» Required work:
Please give the material as a Markdown table with the columns "Row" and "Line", starting at the line that contains "class is: cream" and continuing through the end of the material. Leave out blank lines.

(Material excerpted from a collection)
· · · · · · ·

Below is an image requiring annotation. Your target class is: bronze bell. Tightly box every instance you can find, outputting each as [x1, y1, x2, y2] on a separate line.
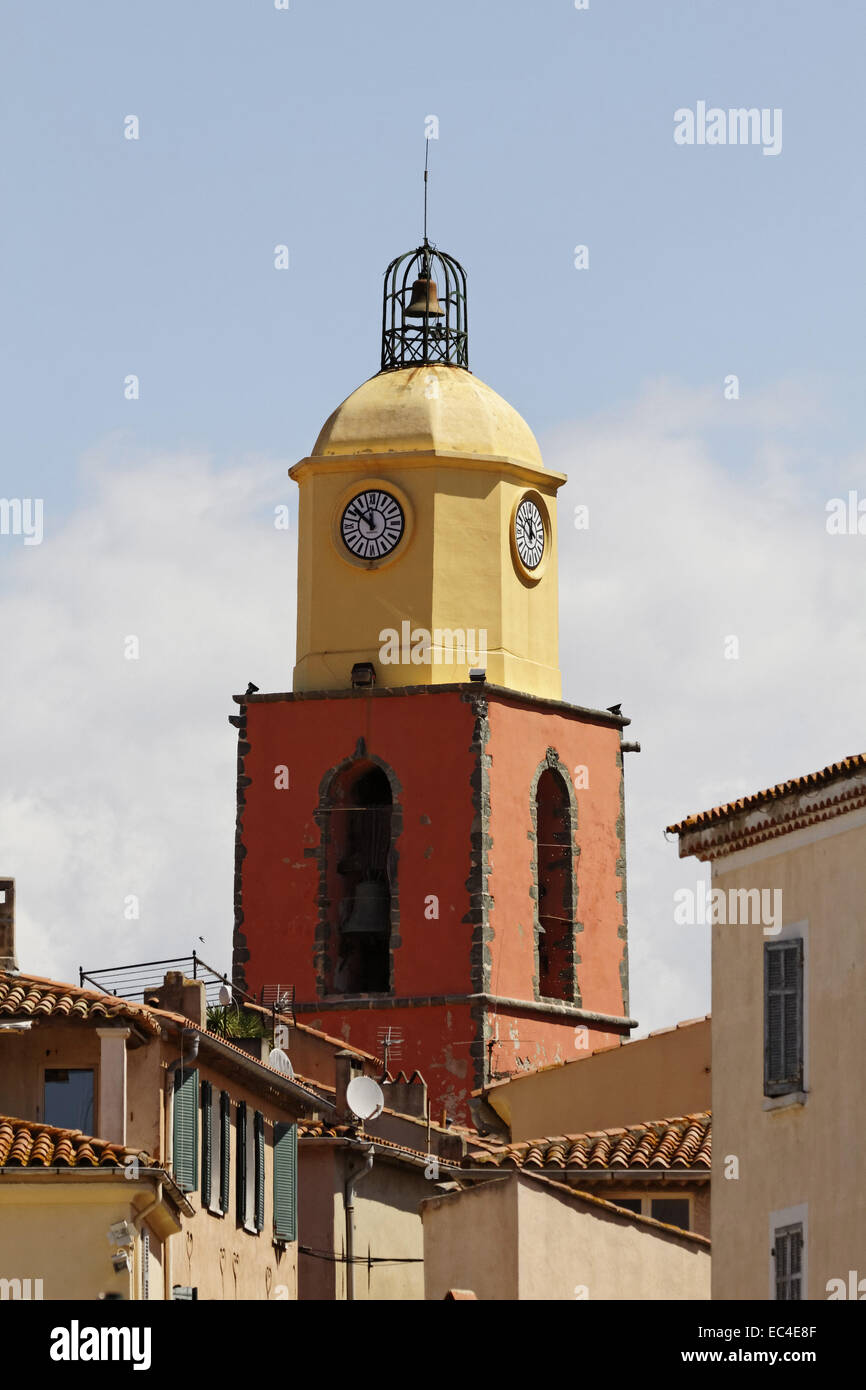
[406, 275, 445, 318]
[343, 880, 391, 937]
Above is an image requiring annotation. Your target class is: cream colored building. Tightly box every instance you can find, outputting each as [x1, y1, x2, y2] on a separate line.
[669, 755, 866, 1301]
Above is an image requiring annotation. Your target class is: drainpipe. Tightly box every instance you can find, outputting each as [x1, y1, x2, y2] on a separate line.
[343, 1144, 374, 1302]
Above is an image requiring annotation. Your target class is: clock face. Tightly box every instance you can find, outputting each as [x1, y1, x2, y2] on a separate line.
[514, 498, 545, 570]
[339, 488, 406, 560]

· · · · · · ·

» Right answer:
| Row | Line |
|---|---|
| 1 | Above is an image requiring annotation. Your target class is: cream colored building. Tightly box every instance you can find, outputting each as [x1, y1, x2, y2] on a separate line. |
| 2 | [669, 755, 866, 1301] |
| 3 | Above is an image requiring annotation. Your target class is: drainpipe. Tightly box every instance you can find, outputting each as [x1, y1, x2, y2] on a separate line. |
| 4 | [343, 1144, 374, 1302] |
| 5 | Above is an image requiring annotation. Your target class is: clock face. Tightly box every instance you can find, outputting each as [x1, y1, x2, y2] on a separate line. |
| 6 | [514, 498, 545, 570] |
| 7 | [339, 488, 406, 560] |